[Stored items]

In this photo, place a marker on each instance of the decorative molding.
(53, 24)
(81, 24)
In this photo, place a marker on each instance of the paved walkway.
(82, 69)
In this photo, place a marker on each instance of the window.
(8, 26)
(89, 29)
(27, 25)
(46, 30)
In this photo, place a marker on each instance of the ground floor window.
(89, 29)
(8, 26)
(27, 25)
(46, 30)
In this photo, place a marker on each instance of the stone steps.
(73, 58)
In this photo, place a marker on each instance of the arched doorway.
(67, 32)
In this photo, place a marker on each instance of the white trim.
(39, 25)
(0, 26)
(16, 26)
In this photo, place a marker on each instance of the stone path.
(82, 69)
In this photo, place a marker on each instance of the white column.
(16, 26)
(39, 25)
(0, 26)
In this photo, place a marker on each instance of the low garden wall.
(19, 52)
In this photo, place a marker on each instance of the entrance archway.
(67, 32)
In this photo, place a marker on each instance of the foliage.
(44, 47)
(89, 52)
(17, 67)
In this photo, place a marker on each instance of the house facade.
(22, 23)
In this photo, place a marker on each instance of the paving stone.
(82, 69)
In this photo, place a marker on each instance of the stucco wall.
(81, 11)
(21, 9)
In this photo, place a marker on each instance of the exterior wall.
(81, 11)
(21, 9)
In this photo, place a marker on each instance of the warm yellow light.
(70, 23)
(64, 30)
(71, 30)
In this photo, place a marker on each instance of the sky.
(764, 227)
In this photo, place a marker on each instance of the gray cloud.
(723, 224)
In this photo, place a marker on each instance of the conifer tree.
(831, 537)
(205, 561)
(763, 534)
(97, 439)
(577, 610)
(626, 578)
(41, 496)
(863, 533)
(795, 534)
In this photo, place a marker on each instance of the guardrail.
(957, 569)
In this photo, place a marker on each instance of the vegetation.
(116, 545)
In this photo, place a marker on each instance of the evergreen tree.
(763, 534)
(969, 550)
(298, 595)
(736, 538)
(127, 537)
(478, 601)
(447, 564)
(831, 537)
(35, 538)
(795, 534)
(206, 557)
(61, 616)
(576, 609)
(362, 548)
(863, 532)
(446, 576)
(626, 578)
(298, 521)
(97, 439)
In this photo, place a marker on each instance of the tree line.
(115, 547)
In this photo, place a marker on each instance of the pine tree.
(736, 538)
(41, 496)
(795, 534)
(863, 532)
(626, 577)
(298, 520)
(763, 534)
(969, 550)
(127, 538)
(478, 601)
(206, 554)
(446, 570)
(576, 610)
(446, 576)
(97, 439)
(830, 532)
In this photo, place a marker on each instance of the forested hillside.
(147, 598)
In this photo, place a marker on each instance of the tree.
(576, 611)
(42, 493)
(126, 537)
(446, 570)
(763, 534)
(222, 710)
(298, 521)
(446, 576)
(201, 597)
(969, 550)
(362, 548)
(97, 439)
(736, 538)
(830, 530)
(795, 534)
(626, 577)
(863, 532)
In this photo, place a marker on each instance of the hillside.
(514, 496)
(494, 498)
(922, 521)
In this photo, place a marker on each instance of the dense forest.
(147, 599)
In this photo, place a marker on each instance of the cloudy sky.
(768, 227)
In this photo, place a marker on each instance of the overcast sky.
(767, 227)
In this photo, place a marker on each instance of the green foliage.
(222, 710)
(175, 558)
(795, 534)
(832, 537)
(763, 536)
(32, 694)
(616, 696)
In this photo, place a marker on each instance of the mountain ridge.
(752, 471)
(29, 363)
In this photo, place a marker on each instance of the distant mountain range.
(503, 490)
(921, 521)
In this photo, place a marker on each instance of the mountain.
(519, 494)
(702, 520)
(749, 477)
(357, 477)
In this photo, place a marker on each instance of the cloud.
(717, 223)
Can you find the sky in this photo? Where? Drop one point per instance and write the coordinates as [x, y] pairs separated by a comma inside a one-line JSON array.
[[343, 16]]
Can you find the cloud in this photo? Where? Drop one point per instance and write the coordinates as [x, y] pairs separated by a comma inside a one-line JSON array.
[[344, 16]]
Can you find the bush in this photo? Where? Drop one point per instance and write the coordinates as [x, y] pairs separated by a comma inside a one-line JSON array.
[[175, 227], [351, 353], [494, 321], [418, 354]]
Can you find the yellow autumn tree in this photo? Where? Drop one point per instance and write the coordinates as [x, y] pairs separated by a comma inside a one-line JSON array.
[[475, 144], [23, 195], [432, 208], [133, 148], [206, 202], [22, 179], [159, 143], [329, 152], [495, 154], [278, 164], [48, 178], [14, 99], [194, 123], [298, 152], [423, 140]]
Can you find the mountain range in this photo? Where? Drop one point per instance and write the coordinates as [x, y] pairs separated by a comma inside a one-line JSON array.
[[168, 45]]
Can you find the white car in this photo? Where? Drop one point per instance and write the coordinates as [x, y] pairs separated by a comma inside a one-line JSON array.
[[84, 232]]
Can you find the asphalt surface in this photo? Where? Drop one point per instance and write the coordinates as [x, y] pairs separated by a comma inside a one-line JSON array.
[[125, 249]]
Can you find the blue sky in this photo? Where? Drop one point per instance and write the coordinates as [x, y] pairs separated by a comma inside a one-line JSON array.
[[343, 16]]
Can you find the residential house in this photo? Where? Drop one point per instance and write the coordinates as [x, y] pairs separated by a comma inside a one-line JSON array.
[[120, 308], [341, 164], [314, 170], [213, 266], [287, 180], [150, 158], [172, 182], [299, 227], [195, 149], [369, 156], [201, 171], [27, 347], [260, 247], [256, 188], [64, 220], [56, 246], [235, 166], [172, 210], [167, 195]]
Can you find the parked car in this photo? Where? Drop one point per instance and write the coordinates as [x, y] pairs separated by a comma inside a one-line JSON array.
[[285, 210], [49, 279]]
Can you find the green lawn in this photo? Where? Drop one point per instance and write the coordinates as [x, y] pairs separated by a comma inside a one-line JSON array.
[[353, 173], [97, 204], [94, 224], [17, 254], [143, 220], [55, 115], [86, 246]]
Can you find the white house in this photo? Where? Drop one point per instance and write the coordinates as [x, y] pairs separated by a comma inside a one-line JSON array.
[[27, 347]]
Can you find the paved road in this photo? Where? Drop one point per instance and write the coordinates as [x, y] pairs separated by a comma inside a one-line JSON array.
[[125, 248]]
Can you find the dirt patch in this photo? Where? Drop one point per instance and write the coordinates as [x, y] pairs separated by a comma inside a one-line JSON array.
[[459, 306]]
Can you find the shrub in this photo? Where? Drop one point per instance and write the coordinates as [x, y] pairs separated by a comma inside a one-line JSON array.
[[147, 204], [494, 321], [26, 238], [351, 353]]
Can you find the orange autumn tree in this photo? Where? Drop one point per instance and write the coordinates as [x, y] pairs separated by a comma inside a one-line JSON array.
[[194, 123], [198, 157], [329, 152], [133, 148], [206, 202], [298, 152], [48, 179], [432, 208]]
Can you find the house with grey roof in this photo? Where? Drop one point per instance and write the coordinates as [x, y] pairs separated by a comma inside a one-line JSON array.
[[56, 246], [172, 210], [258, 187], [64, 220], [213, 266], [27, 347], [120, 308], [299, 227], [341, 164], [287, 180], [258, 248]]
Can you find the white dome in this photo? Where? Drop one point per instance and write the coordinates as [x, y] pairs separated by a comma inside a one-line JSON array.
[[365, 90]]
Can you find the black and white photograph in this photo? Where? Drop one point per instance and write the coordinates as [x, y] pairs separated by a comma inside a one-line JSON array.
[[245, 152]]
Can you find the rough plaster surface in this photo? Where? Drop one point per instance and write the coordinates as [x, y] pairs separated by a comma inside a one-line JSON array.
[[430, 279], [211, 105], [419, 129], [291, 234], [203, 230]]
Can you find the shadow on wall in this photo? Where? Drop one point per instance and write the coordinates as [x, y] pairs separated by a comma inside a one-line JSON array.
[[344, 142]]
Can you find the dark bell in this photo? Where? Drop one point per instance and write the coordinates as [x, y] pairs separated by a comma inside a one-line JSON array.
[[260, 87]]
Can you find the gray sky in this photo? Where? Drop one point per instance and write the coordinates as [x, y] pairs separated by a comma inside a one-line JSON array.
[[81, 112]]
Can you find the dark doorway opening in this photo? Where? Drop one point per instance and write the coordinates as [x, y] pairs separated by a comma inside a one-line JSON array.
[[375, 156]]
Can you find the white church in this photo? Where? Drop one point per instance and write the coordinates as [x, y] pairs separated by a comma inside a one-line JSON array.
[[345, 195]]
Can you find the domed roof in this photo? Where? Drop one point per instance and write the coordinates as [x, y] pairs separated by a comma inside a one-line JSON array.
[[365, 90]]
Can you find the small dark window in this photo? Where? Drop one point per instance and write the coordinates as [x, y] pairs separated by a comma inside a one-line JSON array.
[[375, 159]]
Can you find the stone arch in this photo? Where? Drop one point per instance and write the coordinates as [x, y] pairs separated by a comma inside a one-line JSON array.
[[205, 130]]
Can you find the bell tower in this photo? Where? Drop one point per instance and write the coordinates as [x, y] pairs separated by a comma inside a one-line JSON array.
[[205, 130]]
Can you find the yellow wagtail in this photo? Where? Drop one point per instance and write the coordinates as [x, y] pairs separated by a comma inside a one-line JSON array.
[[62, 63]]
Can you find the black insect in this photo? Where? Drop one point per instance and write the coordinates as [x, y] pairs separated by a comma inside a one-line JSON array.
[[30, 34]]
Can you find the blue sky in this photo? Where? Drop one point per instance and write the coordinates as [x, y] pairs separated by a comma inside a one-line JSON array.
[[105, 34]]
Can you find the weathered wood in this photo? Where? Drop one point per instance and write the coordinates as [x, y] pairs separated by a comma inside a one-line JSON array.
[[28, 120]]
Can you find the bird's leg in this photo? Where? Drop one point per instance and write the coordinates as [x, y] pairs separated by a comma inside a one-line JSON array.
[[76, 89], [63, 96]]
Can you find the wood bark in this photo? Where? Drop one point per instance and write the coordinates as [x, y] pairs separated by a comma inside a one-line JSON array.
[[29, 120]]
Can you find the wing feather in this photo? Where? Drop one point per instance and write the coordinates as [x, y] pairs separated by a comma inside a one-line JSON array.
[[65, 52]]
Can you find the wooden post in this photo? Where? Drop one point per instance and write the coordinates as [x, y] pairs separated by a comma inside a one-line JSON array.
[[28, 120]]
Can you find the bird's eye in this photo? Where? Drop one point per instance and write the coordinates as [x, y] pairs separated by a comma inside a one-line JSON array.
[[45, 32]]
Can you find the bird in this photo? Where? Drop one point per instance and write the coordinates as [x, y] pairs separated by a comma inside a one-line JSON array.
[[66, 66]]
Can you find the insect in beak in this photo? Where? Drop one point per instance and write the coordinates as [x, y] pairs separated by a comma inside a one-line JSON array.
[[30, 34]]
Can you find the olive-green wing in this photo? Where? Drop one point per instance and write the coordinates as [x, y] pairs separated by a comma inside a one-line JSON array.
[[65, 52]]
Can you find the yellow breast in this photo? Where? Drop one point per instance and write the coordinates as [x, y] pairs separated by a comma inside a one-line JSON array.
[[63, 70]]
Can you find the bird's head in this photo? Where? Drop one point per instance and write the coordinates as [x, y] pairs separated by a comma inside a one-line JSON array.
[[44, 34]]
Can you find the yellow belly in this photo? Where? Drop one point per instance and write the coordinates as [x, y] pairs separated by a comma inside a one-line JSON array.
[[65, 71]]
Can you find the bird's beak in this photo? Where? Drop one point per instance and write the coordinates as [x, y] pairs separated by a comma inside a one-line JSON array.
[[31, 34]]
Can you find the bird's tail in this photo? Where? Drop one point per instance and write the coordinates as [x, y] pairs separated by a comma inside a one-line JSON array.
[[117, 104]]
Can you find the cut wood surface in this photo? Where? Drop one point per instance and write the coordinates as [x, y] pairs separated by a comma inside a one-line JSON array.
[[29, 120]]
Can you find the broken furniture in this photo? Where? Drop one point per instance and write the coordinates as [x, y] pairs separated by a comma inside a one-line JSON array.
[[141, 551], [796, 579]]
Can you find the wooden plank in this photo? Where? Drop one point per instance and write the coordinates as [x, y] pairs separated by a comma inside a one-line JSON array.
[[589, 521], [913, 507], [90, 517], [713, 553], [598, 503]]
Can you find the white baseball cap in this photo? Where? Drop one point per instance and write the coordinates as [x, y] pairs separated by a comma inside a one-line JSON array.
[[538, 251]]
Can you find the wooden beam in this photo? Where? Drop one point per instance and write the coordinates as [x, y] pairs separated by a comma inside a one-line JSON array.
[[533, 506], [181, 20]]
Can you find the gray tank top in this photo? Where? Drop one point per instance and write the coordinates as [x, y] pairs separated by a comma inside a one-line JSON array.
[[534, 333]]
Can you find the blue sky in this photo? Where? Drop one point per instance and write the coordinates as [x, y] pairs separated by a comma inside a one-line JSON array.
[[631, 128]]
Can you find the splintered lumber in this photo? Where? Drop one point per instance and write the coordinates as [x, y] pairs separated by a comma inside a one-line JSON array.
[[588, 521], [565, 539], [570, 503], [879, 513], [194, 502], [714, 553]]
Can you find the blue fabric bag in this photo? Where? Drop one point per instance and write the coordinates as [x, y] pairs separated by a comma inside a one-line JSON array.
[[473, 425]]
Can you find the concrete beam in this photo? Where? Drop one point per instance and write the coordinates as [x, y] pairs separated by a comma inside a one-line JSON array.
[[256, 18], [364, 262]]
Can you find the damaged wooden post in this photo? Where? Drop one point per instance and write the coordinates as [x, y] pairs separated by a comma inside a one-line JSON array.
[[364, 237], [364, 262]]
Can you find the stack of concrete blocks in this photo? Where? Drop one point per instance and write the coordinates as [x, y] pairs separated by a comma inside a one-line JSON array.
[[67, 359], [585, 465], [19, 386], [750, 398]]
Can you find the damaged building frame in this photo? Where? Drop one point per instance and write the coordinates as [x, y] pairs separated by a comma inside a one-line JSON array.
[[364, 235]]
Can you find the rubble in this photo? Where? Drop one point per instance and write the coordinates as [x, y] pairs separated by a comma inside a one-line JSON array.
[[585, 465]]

Task objective. Write out once more the lines above beginning at the line with "Can you find the stack"; continue through the final line and stop there.

Answer to this exercise.
Can you find the stack of concrete blocks in this photo? Where? Drop one point per instance and write the coordinates as [x, y] pairs separated by a comma inside a one-line JSON array.
[[67, 359], [585, 465], [19, 386], [750, 398]]
Can you find the damaged building frame in this photo? Where? Drop one point per instance and write the coordinates as [x, y] pairs separated by a comma inside a one-line JSON array.
[[364, 235]]
Can you find the rubble in this photo? Where? Drop one point per instance and write the coordinates as [x, y] pairs separated by a comma inside a one-line JSON array.
[[585, 465]]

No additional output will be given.